Text excerpt
────────────────
Milford’s matriarch of ballet
.By Molly Albertson
Special to the Cape Gazette
Tatiana Akinfieva-Smith sits quietly in the back row of the Milford High School theatre, keenly watching a dress rehearsal of “The Nutcracker.” She choreographed this production more than 20 years ago in Dover, and before that, she danced herself.

Now 88, Akinfieva-Smith is the artistic director emeritus for the Diamond Dance Company in Milford.

She no longer dances, but she continues to share her love and knowledge with aspiring dancers. She has sat in the wings or the back of the theater, critiquing the performances of generations of ballerinas. She said she thinks this will be her 50th “Nutcracker.”

She was born a dancer. “Accidentally, I had this body, and now I can pass it further to others,” she said.

Akinfieva-Smith said a ballet dancer must have certain traits. “She must have the length of neck, a proportionate head to body, knees that are not protruding, and much more,” she said. A dancer must also have patience, desire and practice repetition, she said.

“Everybody can dance any place, but for ballet, there are certain requirements,” she said. And she would know.

Akinfieva-Smith danced through revolution and World War, fleeing countries and continents as well as dancing is a glamorous world where she worked with famous dancers, choreographers and composers. But it’s also where she found consolation from personal tragedy. Her first son died suddenly in a car accident and her first husband died. Every time her life fell apart, she danced to stay alive.

Akinfieva-Smith started dancing at age three when her family was living as refugees in Yugoslavia. Her grandfather and father served in the army for Nicholas II, the last czar of Russia. During the Bolshevik Revolution, her family fled Russia for safety.

Akinfieva-Smith attended the House of Culture in the name of the Emperor Nikoli the Second and was accepted into The National Opera Theatrical Academy in Belgrade, where she danced until World War II. When her family refused to join the Communist Party after the war, Akinfieva-Smith was imprisoned until someone she calls a “gentleman who was infatuated” with her paid 150,000 dinars to free her, and her family paid to leave Yugoslavia, fleeing to Italy.

In Italy, she danced for a company in Trieste and fell in love with a G.I. soldier. She came to America in 1954 with her husband and was a founding partner in Ballet Met in Ohio.
────────────────
Information supplied
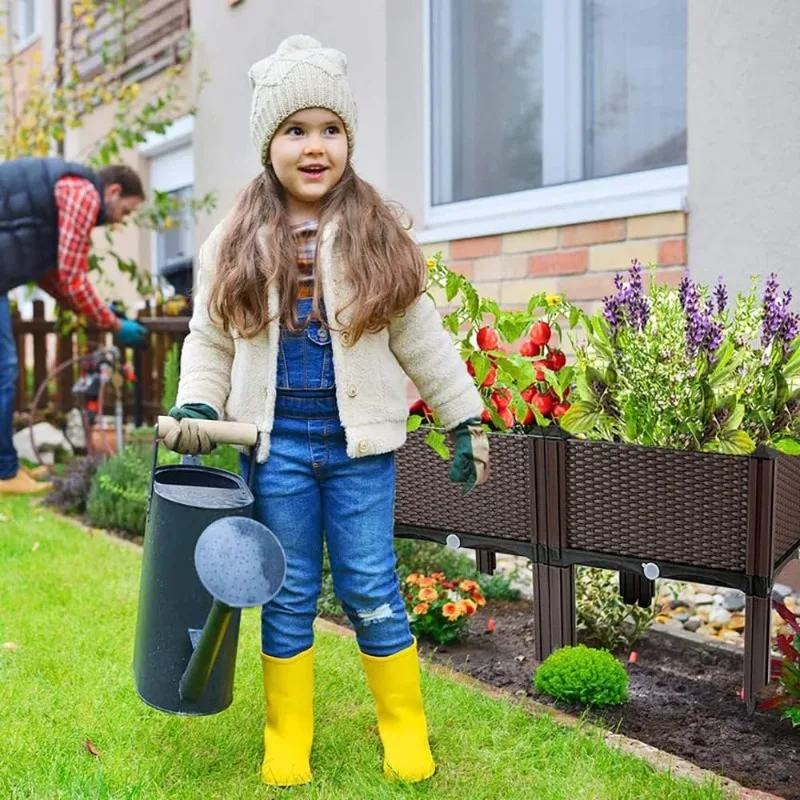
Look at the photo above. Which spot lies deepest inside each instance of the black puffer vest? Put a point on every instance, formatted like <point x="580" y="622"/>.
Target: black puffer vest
────────────────
Written instruction 1
Return the passage of the Tatiana Akinfieva-Smith article from "Akinfieva-Smith said a" to "repetition, she said.", word for word.
Written instruction 2
Condense the paragraph of the Akinfieva-Smith article that begins "Akinfieva-Smith attended the House of Culture" into a short bulleted list that keeps its main facts.
Written instruction 3
Extend the article about Tatiana Akinfieva-Smith by writing what comes after its final sentence.

Exercise result 1
Akinfieva-Smith said a ballet dancer must have certain traits. “She must have the length of neck, a proportionate head to body, knees that are not protruding, and much more,” she said. A dancer must also have patience, desire and practice repetition, she said.

Exercise result 2
- Attended the House of Culture in the name of the Emperor Nikoli the Second.
- Was accepted into The National Opera Theatrical Academy in Belgrade and danced there until World War II.
- Was imprisoned after the war when her family refused to join the Communist Party.
- Was freed when a "gentleman who was infatuated" with her paid 150,000 dinars.
- Left Yugoslavia for Italy with her family, who paid to leave.

Exercise result 3
She moved to Delaware with her daughter, Tasha, when an artistic director position opened at the Delaware Regional Ballet Company and later went on to found the Diamond Dance Studio, where she continues to consult.

Akinfieva-Smith has six grandchildren and two great-grandchildren, who all live in Delaware and have a passion for dance. She has passed her love of ballet to a number of students who have gone on to be professional dancers, and many things have changed.

She said when she was a dancer, competition was very tough. “If you made mistakes, they would pluck you out and replace you with another dancer,” she said. But it never happened to Akinfieva-Smith, she said. “If I held my hands wrong, they would come and straighten it out, but that is all,” she said. Now she carefully watches young dancers’ hands. She wants to ensure every detail of a performance is perfect.

While in school in Russia, she was trained in every aspect of theater and arts. “There was a school next to the theater, and for no pay they taught us piano, mime, lighting, costumes and make-up,” she said. Looking up, she gestures at the colorful, sparkling flowers and snowflakes, candy canes and sugar plums flitting across the stage. “See, if that was white light, it would destroy the beautiful costumes.” She notices one costume that is not quite right and tells someone to fix it. She asks the name of the dancer on stage, and compliments the girl’s pirouette.

She smiles at a new generation twirling into a career she cherishes, one that she has shared with hundreds of young people through years of “The Nutcracker.”